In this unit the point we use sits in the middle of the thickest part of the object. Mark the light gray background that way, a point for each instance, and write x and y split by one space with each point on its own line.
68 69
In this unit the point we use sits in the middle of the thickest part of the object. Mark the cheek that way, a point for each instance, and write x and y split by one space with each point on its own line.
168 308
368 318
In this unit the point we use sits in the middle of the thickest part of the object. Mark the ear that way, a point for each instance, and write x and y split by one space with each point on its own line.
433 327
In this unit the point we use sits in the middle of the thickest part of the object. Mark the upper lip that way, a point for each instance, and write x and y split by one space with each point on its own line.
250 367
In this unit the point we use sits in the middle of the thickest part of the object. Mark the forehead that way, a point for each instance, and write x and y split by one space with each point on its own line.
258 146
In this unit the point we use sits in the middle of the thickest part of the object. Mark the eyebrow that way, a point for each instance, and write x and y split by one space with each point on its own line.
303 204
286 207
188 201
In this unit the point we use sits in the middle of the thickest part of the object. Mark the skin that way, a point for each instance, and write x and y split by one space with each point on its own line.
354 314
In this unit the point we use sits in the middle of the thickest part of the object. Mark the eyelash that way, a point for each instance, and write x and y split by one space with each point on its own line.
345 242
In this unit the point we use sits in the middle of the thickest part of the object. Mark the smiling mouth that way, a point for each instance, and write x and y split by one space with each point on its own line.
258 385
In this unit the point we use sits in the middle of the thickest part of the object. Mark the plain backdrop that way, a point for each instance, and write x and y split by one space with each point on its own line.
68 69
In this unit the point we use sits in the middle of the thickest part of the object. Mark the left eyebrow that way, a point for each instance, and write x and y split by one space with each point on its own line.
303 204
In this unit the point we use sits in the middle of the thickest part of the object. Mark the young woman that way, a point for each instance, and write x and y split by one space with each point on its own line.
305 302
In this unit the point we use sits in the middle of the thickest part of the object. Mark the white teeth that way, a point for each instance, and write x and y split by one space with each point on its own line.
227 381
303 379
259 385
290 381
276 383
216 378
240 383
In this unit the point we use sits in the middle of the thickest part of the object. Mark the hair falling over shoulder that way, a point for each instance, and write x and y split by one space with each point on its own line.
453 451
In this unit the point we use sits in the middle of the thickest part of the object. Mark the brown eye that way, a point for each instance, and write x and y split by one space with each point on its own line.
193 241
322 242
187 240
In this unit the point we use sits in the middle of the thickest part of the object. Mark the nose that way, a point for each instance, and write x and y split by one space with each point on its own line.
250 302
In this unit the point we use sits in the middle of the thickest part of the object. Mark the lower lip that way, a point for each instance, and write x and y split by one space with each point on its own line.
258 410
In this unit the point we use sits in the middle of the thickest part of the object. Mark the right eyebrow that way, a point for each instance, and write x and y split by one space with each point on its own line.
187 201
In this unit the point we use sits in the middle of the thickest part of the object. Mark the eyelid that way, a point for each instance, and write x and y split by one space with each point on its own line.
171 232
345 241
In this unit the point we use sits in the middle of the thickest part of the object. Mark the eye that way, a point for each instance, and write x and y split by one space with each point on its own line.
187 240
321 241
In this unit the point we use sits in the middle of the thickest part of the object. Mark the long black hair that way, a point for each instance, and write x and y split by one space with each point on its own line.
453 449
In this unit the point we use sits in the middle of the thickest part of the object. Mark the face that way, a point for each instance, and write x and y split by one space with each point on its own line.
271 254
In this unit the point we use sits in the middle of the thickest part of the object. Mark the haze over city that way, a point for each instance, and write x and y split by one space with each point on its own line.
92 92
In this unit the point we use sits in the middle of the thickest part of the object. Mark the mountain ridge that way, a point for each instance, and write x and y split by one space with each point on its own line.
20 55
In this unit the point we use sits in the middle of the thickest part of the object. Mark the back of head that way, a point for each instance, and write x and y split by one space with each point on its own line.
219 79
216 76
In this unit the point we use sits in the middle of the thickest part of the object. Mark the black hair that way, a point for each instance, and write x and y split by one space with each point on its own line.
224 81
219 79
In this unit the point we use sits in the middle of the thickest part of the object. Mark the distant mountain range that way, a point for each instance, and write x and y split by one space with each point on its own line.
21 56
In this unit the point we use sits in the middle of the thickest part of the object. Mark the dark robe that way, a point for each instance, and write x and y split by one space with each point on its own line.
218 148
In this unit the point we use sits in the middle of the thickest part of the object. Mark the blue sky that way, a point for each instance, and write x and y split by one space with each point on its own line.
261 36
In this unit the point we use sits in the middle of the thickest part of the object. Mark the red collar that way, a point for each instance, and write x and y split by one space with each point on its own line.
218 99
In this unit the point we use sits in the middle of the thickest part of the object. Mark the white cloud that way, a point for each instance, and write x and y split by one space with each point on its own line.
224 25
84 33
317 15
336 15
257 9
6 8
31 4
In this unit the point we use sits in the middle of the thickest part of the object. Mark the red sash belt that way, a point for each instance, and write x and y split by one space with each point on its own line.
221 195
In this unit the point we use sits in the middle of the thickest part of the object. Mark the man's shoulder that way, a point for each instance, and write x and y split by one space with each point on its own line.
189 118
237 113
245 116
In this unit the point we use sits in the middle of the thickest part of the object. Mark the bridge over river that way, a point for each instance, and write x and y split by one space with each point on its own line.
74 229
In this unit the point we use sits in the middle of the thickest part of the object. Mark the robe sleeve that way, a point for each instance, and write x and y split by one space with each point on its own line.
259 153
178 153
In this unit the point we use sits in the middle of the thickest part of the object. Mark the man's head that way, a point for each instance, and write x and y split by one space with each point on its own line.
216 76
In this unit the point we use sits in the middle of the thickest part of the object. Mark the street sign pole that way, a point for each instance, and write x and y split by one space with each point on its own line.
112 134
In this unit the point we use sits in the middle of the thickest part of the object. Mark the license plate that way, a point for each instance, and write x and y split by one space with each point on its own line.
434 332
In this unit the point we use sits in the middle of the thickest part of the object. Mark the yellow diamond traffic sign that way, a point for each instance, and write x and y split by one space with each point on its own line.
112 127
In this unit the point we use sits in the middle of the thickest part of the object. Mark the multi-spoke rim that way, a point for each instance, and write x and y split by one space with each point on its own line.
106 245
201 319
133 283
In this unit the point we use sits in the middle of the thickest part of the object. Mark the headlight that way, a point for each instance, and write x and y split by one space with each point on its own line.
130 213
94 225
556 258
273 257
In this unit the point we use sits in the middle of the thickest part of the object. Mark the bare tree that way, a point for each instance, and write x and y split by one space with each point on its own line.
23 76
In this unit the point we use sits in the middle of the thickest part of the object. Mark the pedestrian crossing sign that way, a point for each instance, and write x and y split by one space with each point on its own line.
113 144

#### Task statement:
Print the line containing "Mark the bare" and every line after it to the end of the records above, exactly as written, and nothing else.

#### Task result:
In this unit the point we use sits in the middle of the thickest part of the object. Mark the bare tree that way, a point for each instance, and write x and y split by one space with each point on its own line.
23 76
In this unit the point we use sits in the middle of the thickest part of the object. Mark the pedestrian crossing sign that way, a point for each instance, and write x and y split by one space with each point on its own line.
113 144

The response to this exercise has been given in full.